▶ Extrait choisi
══════════════════════════════

Parfois, l’avidité de chrétiens qui voulaient une dot énorme a eu des conséquences tragiques. Voici par exemple ce rapport d’un autre bureau de la Société Watch Tower : “ D’une manière générale, les frères célibataires ont du mal à se marier et les sœurs trouvent difficilement un conjoint. La conséquence : de plus en plus d’exclusions à cause de l’immoralité sexuelle. Des frères vont travailler dans les mines en espérant découvrir de l’or ou des diamants dont la vente leur donnerait les moyens de se marier. Cela peut leur prendre un ou deux ans ou plus, et généralement leur spiritualité s’affaiblit, car ils se privent de la compagnie des frères et de la congrégation. ”

══════════════════════════════

▶ Extraits de données
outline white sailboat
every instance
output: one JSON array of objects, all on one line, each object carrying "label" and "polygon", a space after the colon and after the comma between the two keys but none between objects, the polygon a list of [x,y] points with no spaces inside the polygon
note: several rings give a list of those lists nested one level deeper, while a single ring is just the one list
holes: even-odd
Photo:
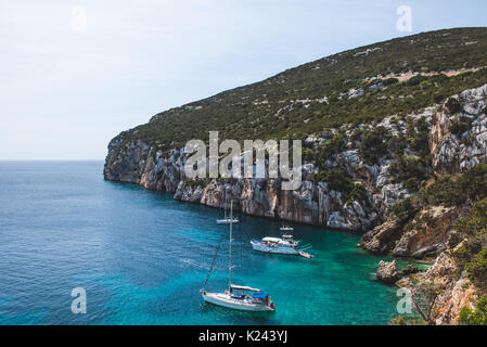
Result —
[{"label": "white sailboat", "polygon": [[[200,292],[206,303],[231,308],[242,311],[274,311],[275,305],[270,299],[269,293],[249,286],[232,284],[232,209],[233,203],[230,204],[230,247],[229,247],[229,267],[228,281],[229,287],[223,293],[208,293],[203,287]],[[216,256],[216,255],[215,255]],[[214,259],[215,264],[215,259]],[[212,266],[213,268],[213,266]],[[212,269],[209,270],[212,272]],[[206,278],[206,282],[208,281]],[[205,285],[206,285],[205,282]],[[241,291],[236,294],[236,291]]]},{"label": "white sailboat", "polygon": [[223,219],[217,219],[217,224],[230,224],[232,223],[238,223],[239,222],[239,218],[233,217],[233,218],[228,218],[227,217],[227,187],[225,188],[225,213],[223,213]]}]

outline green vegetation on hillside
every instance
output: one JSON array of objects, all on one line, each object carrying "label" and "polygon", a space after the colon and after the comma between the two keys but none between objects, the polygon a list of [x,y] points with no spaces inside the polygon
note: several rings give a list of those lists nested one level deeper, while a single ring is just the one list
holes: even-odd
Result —
[{"label": "green vegetation on hillside", "polygon": [[371,79],[409,70],[484,67],[486,51],[487,28],[447,29],[380,42],[159,113],[118,139],[121,143],[140,139],[162,149],[207,139],[208,130],[220,131],[220,139],[303,139],[344,124],[414,112],[487,83],[486,68],[451,77],[416,76],[403,82]]}]

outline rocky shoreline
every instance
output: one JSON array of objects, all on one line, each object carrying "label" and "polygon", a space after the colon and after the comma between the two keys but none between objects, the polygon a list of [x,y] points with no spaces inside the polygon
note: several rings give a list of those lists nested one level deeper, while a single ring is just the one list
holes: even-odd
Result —
[{"label": "rocky shoreline", "polygon": [[[484,85],[452,95],[461,105],[458,110],[450,110],[444,102],[374,124],[346,125],[309,134],[305,144],[310,151],[333,142],[339,134],[345,136],[346,145],[320,165],[305,158],[303,184],[296,191],[282,191],[280,178],[188,180],[184,147],[166,151],[155,143],[126,140],[124,133],[110,142],[103,174],[106,180],[137,183],[149,190],[172,193],[176,201],[212,207],[222,207],[225,187],[229,187],[229,198],[242,214],[364,232],[361,246],[370,253],[413,259],[437,257],[426,272],[411,274],[411,278],[440,279],[441,273],[453,267],[446,260],[453,221],[465,215],[469,207],[433,206],[427,210],[415,210],[415,215],[424,218],[412,223],[410,216],[392,218],[394,206],[415,193],[408,182],[398,179],[393,168],[397,167],[401,156],[416,158],[420,155],[410,146],[399,155],[388,149],[371,163],[360,152],[360,140],[355,139],[355,134],[383,128],[390,139],[401,139],[411,131],[411,124],[424,121],[428,129],[428,147],[423,150],[431,154],[432,163],[431,172],[425,169],[426,174],[436,178],[462,174],[487,158],[486,95],[487,85]],[[469,128],[453,132],[453,126],[459,123],[467,124]],[[320,180],[321,172],[333,170],[344,172],[362,193],[347,194]],[[403,279],[399,282],[400,286],[408,283]],[[460,290],[459,286],[465,286],[460,282],[445,283],[443,306],[436,308],[437,323],[458,323],[458,307],[472,294],[469,290]]]}]

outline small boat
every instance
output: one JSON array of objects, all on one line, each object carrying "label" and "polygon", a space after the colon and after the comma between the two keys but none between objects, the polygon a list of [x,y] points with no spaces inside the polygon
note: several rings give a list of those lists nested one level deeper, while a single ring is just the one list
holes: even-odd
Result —
[{"label": "small boat", "polygon": [[[241,291],[241,294],[235,294],[233,291]],[[247,294],[248,291],[253,294]],[[232,285],[230,291],[226,290],[225,293],[206,293],[203,291],[202,296],[206,303],[234,310],[267,312],[275,310],[275,305],[270,299],[268,292],[241,285]]]},{"label": "small boat", "polygon": [[[235,285],[232,284],[232,207],[233,204],[230,204],[230,247],[229,247],[229,267],[228,267],[228,281],[229,287],[225,290],[223,293],[208,293],[205,290],[205,285],[208,282],[209,274],[212,273],[212,269],[215,265],[216,255],[214,257],[214,261],[209,269],[208,275],[206,277],[205,284],[203,288],[200,291],[203,299],[206,303],[222,306],[226,308],[242,310],[242,311],[267,311],[271,312],[275,310],[275,305],[272,303],[269,293],[265,291],[260,291],[257,288],[253,288],[249,286]],[[219,247],[218,247],[219,248]],[[217,249],[218,253],[218,249]],[[236,291],[241,291],[240,294]]]},{"label": "small boat", "polygon": [[230,223],[238,223],[239,218],[233,217],[229,218],[227,216],[227,187],[225,188],[225,211],[223,211],[223,219],[217,219],[217,224],[230,224]]},{"label": "small boat", "polygon": [[275,253],[275,254],[289,254],[289,255],[299,255],[306,258],[306,249],[311,248],[311,245],[306,245],[303,247],[298,246],[299,241],[295,241],[293,235],[282,235],[282,237],[264,237],[262,240],[252,240],[251,244],[255,250],[264,253]]},{"label": "small boat", "polygon": [[234,217],[233,219],[230,218],[223,218],[223,219],[217,219],[217,224],[230,224],[230,223],[238,223],[239,218]]}]

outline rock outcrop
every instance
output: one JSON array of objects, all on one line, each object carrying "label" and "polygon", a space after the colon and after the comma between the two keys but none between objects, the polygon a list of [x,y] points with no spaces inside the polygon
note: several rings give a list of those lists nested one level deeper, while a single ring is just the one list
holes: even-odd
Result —
[{"label": "rock outcrop", "polygon": [[[454,95],[463,104],[463,110],[456,115],[450,115],[444,104],[440,104],[407,115],[405,120],[390,116],[374,125],[330,129],[328,133],[331,138],[321,137],[320,133],[310,134],[305,141],[308,147],[317,147],[331,141],[338,131],[346,133],[348,144],[346,150],[330,157],[324,167],[318,167],[312,162],[305,163],[303,184],[296,191],[281,190],[280,178],[188,180],[184,175],[188,158],[184,147],[163,150],[155,143],[128,141],[124,133],[108,144],[104,177],[112,181],[141,184],[153,191],[174,193],[177,201],[213,207],[221,207],[225,187],[229,187],[235,210],[244,214],[339,230],[368,231],[386,221],[394,205],[412,193],[390,172],[395,156],[388,153],[375,163],[367,163],[358,150],[358,143],[353,140],[354,131],[384,127],[393,137],[405,136],[407,119],[423,118],[431,126],[430,145],[434,170],[438,175],[460,172],[487,156],[487,116],[482,113],[487,104],[486,94],[487,85]],[[451,134],[451,125],[462,117],[475,118],[471,129],[461,137]],[[469,146],[463,141],[465,139],[471,139]],[[415,155],[409,149],[405,154]],[[350,200],[343,192],[331,189],[328,182],[318,179],[320,170],[335,168],[343,169],[351,181],[362,184],[366,196]],[[454,218],[456,211],[445,211],[438,207],[432,214],[432,223],[414,227],[407,232],[402,229],[403,222],[386,221],[364,236],[363,246],[372,253],[434,256],[444,249],[449,232],[443,220],[445,216],[446,219]]]}]

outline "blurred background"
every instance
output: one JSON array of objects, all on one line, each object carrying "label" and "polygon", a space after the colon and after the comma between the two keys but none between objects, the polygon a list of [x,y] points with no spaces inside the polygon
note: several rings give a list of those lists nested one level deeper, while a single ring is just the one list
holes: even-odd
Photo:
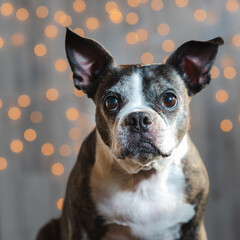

══════════════════════════════

▶ Problèmes à résoudre
(a) Résumez sous forme de liste le paragraphe de l'extrait sur la dot qui commence par « Parfois, l'avidité », en gardant ses faits principaux.
(b) D'après l'extrait sur la dot, que les frères qui travaillent dans les mines espèrent-ils découvrir ?
(c) Écrivez la suite de l'extrait sur la dot, à partir de sa dernière phrase.

▶ Réponses aux exercices
(a)
- Certains chrétiens ont exigé une dot énorme, ce qui a parfois eu des conséquences tragiques.
- Selon un autre bureau de la Société Watch Tower, les frères célibataires et les sœurs ont du mal à trouver un conjoint.
- Il en résulte de plus en plus d'exclusions pour immoralité sexuelle.
- Des frères partent travailler dans les mines. Ils espèrent y trouver de l'or ou des diamants, dont la vente leur permettrait de se marier.
- Cela peut prendre un ou deux ans ou plus. Privés de la compagnie des frères et de la congrégation, ils voient généralement leur spiritualité s'affaiblir.

(b) De l'or ou des diamants.

(c)
Pour éviter ces tristes conséquences, les parents chrétiens doivent suivre l’exemple des éléments mûrs de la congrégation. Paul n’était pas père de famille, mais il était raisonnable dans ses rapports avec ses coreligionnaires. Il veillait soigneusement à ne pas imposer de fardeau coûteux à qui que ce soit (Actes 20:33). Il ne fait pas de doute que les parents chrétiens devraient méditer sur son exemple de désintéressement quand ils entament les négociations d’une dot. Dieu inspira Paul pour qu’il écrive ceci : “ Devenez ensemble mes imitateurs, frères, et fixez vos regards sur ceux qui marchent selon l’exemple que vous avez en nous. ” — Philippiens 3:17.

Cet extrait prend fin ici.